• [TASK MATERIAL]
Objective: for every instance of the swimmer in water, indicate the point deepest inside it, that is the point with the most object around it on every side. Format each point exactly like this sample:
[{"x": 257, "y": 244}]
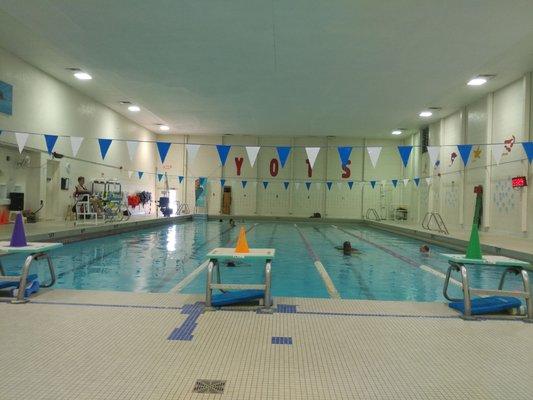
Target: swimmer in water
[{"x": 347, "y": 249}]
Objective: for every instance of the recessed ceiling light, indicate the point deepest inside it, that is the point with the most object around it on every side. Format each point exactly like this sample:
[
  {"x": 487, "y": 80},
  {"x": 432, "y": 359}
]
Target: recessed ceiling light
[
  {"x": 478, "y": 81},
  {"x": 83, "y": 76}
]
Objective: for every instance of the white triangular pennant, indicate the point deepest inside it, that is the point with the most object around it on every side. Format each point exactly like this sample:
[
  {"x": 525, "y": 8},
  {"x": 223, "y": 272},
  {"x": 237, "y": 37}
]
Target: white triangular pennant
[
  {"x": 252, "y": 152},
  {"x": 497, "y": 152},
  {"x": 21, "y": 140},
  {"x": 75, "y": 143},
  {"x": 433, "y": 152},
  {"x": 132, "y": 148},
  {"x": 192, "y": 151},
  {"x": 374, "y": 153},
  {"x": 312, "y": 153}
]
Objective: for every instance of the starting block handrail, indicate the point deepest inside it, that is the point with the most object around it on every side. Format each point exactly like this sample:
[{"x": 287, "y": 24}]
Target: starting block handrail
[
  {"x": 460, "y": 266},
  {"x": 434, "y": 216},
  {"x": 213, "y": 274},
  {"x": 371, "y": 213}
]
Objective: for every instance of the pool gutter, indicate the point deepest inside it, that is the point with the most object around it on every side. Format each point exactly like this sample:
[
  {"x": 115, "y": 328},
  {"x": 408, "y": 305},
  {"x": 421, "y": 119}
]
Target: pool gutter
[{"x": 330, "y": 287}]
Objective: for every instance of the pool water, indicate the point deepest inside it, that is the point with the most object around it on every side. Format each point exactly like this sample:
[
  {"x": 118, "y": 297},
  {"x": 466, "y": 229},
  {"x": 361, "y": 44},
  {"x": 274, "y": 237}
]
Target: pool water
[{"x": 389, "y": 266}]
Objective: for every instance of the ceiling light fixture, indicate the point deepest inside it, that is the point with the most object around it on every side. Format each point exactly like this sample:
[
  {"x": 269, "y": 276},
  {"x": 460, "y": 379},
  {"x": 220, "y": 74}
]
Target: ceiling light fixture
[
  {"x": 478, "y": 81},
  {"x": 83, "y": 76}
]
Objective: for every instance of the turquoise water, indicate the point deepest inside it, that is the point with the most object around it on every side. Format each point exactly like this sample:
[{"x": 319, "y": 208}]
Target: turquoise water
[{"x": 156, "y": 260}]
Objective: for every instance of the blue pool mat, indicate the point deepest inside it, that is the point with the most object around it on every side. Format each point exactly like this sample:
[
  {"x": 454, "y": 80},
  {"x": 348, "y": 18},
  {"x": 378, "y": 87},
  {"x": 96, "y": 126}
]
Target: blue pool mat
[
  {"x": 487, "y": 305},
  {"x": 235, "y": 297}
]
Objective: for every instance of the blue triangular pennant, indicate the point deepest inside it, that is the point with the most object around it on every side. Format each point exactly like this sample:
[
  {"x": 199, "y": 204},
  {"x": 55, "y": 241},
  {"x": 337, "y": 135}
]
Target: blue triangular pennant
[
  {"x": 223, "y": 151},
  {"x": 464, "y": 150},
  {"x": 405, "y": 153},
  {"x": 344, "y": 154},
  {"x": 528, "y": 148},
  {"x": 104, "y": 146},
  {"x": 283, "y": 154},
  {"x": 50, "y": 142},
  {"x": 163, "y": 148}
]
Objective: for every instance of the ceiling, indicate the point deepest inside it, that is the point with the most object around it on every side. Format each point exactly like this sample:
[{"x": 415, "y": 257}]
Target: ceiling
[{"x": 357, "y": 68}]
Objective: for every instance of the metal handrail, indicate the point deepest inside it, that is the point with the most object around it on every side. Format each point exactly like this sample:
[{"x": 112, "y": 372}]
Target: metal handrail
[
  {"x": 182, "y": 208},
  {"x": 371, "y": 213},
  {"x": 468, "y": 291},
  {"x": 23, "y": 278},
  {"x": 213, "y": 273},
  {"x": 437, "y": 218}
]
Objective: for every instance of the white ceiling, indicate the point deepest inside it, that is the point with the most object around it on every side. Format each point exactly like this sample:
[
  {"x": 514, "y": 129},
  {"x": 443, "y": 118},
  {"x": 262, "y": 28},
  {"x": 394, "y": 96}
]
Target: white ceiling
[{"x": 301, "y": 67}]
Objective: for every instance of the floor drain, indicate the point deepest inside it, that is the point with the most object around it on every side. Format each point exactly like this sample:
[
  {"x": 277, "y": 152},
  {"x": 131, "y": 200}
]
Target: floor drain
[{"x": 209, "y": 386}]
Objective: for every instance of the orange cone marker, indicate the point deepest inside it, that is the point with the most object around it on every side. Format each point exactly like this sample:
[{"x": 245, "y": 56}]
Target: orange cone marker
[{"x": 242, "y": 243}]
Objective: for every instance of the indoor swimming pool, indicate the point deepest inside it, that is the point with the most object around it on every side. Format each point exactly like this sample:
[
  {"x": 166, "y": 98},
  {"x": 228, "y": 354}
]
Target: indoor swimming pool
[{"x": 389, "y": 266}]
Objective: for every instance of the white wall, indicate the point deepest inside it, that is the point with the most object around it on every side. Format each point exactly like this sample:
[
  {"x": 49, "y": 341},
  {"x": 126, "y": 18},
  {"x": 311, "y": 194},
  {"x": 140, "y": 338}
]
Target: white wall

• [WHAT THE EXERCISE ASKS]
Rewrite all of the records above, swapping every "deepest" for "innermost" and keeping everything else unchanged. Leave the pictures out.

• [IN RESPONSE]
Objective: for every instance of the swimmer in water, indicate the point innermost inside it, that is the point with the most object around it on every side. Format each point exactly like this sample:
[{"x": 257, "y": 244}]
Target: swimmer in water
[{"x": 347, "y": 249}]
Objective: for every instance of the recessed ceiling light, indicate the point innermost inside it, that is the point with the most object around it on every side. Format each point exactly like this sample:
[
  {"x": 487, "y": 80},
  {"x": 432, "y": 359}
]
Target: recessed ceiling light
[
  {"x": 478, "y": 81},
  {"x": 83, "y": 76}
]
Objective: for every instance of the white triangular pennant, indicate the point innermost inside it, that is the point with the most object around it on every side. Format each point exactly like this sample:
[
  {"x": 525, "y": 8},
  {"x": 223, "y": 272},
  {"x": 237, "y": 37}
]
Target: white triangular pennant
[
  {"x": 252, "y": 152},
  {"x": 497, "y": 152},
  {"x": 21, "y": 140},
  {"x": 75, "y": 143},
  {"x": 433, "y": 152},
  {"x": 132, "y": 148},
  {"x": 192, "y": 151},
  {"x": 374, "y": 153},
  {"x": 312, "y": 153}
]
Objective: for every instance of the starting block handrail, indicate the point innermost inside it, that is the point with the most object around it on every side. Format each point exactly like this sample:
[{"x": 287, "y": 24}]
Target: starting block handrail
[
  {"x": 460, "y": 266},
  {"x": 434, "y": 216},
  {"x": 213, "y": 274},
  {"x": 371, "y": 213}
]
Objective: for every instance of the pool gutter, indicate the point innermost inside it, that is the point with the most object around it on every side. Format each point exactly like this sample:
[
  {"x": 115, "y": 328},
  {"x": 408, "y": 305},
  {"x": 421, "y": 119}
]
Target: pool gutter
[{"x": 330, "y": 287}]
Objective: for every instance of the pool water, indicate the point innermost inside it, that is the point with the most object around it on every side. Format each point exactly like this sample:
[
  {"x": 118, "y": 297},
  {"x": 466, "y": 229},
  {"x": 361, "y": 44},
  {"x": 274, "y": 237}
]
Target: pool water
[{"x": 389, "y": 266}]
Objective: for every instance of the ceiling light fixture, indicate the point innermost inside it, that is the point with the most object around it on every side. Format each point exactly like this sample:
[
  {"x": 269, "y": 276},
  {"x": 460, "y": 379},
  {"x": 220, "y": 74}
]
Target: ceiling light fixture
[
  {"x": 478, "y": 81},
  {"x": 83, "y": 76}
]
Objective: for every instance of the turquoise water, indicate the point innermost inside it, that is the point with the most object around it on every side. Format each point exactly like this sample:
[{"x": 319, "y": 208}]
Target: turquoise water
[{"x": 156, "y": 260}]
Objective: for every instance of the blue pool mat, indicate the point innermost inside it, that is the point with the most object around it on every side. Format each point exactly like this sample:
[
  {"x": 454, "y": 80},
  {"x": 348, "y": 18},
  {"x": 378, "y": 87},
  {"x": 96, "y": 126}
]
Target: blue pool mat
[
  {"x": 487, "y": 305},
  {"x": 235, "y": 297}
]
Objective: for every instance of the blue triangular pennant, indicate the point innermost inside it, that is the point with the most object around it on every side. Format each point exactly like this sample:
[
  {"x": 199, "y": 204},
  {"x": 55, "y": 241},
  {"x": 337, "y": 135}
]
Target: blue triangular pennant
[
  {"x": 223, "y": 151},
  {"x": 464, "y": 150},
  {"x": 405, "y": 153},
  {"x": 344, "y": 154},
  {"x": 528, "y": 148},
  {"x": 104, "y": 146},
  {"x": 283, "y": 154},
  {"x": 50, "y": 142},
  {"x": 163, "y": 148}
]
Objective: for every instance of the ceiling, indicate the point innermost inside it, that is the point with the most object around it on every side. Format each point exactly like this sample:
[{"x": 415, "y": 257}]
Target: ceiling
[{"x": 357, "y": 68}]
Objective: for every instance of the metal handrail, indicate the point innermost inside it, that is the point with the most object around it on every side. Format each point exactly like this sample:
[{"x": 112, "y": 372}]
Target: metal handrail
[
  {"x": 182, "y": 208},
  {"x": 371, "y": 213},
  {"x": 468, "y": 291},
  {"x": 23, "y": 278},
  {"x": 213, "y": 273},
  {"x": 437, "y": 218}
]
Objective: for every instance of the white ceiling, indicate the point innermost inside it, that is the point with the most object around it on every side. Format each point exactly like this sample:
[
  {"x": 514, "y": 129},
  {"x": 443, "y": 118},
  {"x": 262, "y": 28},
  {"x": 394, "y": 96}
]
Target: white ceiling
[{"x": 301, "y": 67}]
Objective: for every instance of the floor drain, indicate the point innermost inside it, that is the point with the most object around it on every side. Format each point exactly like this sample:
[
  {"x": 277, "y": 152},
  {"x": 131, "y": 200}
]
Target: floor drain
[{"x": 209, "y": 386}]
Objective: for every instance of the orange cone marker, indicate the point innermost inside it, that is the point with the most object around it on every side. Format each point exactly like this sample:
[{"x": 245, "y": 56}]
Target: orange cone marker
[{"x": 242, "y": 243}]
Objective: for every instance of the indoor swimming pool, indicate the point innermost inside it, that is the point with the most object around it on every side. Format each point exactly like this sample:
[
  {"x": 166, "y": 98},
  {"x": 228, "y": 354}
]
Target: indoor swimming pool
[{"x": 389, "y": 266}]
Objective: for every instance of the white wall, indicate the point innermost inside it, that is the point with the most object around it on every side. Format each point exactly like this sample:
[
  {"x": 49, "y": 341},
  {"x": 126, "y": 18},
  {"x": 311, "y": 194},
  {"x": 140, "y": 338}
]
Target: white wall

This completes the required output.